**Task requirements:** Find the number of lines below in which the word "every" occurs. Write only that number.

**Data shown:**
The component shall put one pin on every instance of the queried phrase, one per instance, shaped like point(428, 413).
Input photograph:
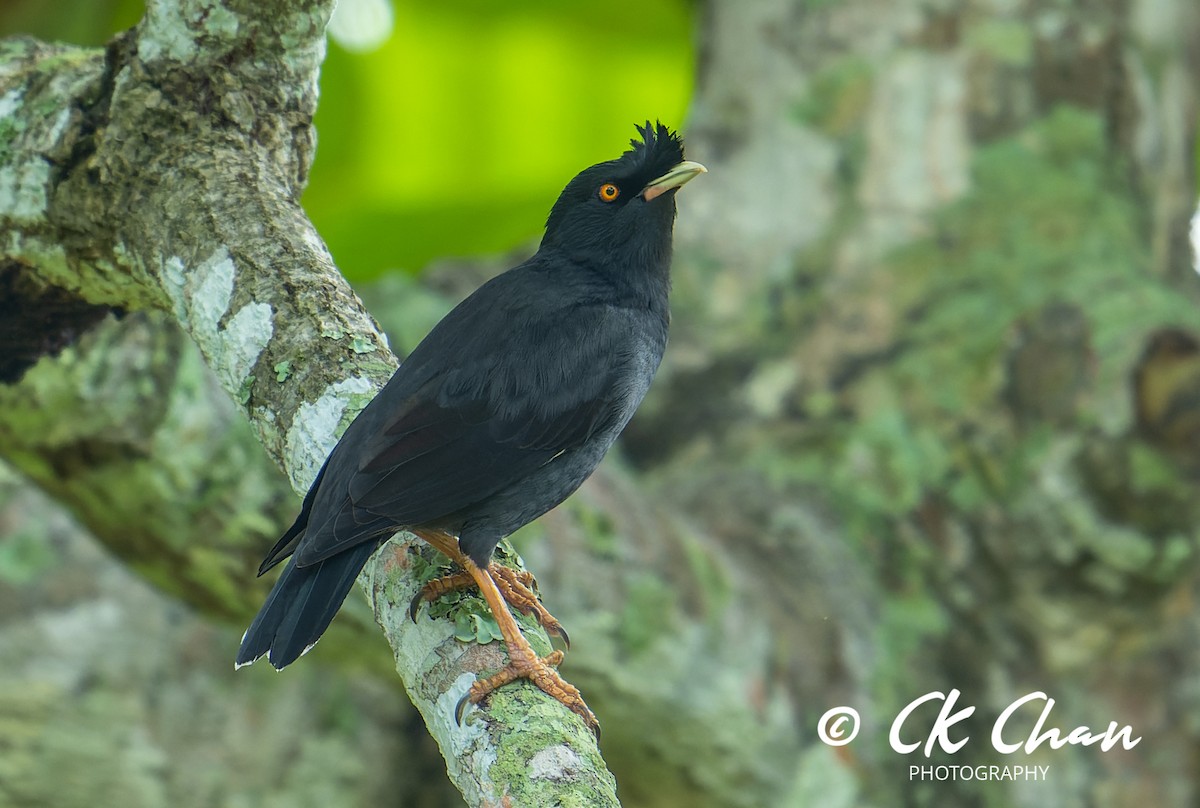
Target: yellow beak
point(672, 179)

---

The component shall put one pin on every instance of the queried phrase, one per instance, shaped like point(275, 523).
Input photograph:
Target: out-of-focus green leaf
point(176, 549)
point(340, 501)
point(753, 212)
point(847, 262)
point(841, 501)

* * *

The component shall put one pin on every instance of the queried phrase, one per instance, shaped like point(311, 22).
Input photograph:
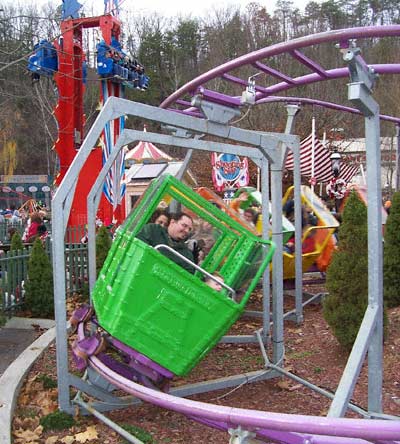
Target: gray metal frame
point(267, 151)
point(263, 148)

**Answer below:** 3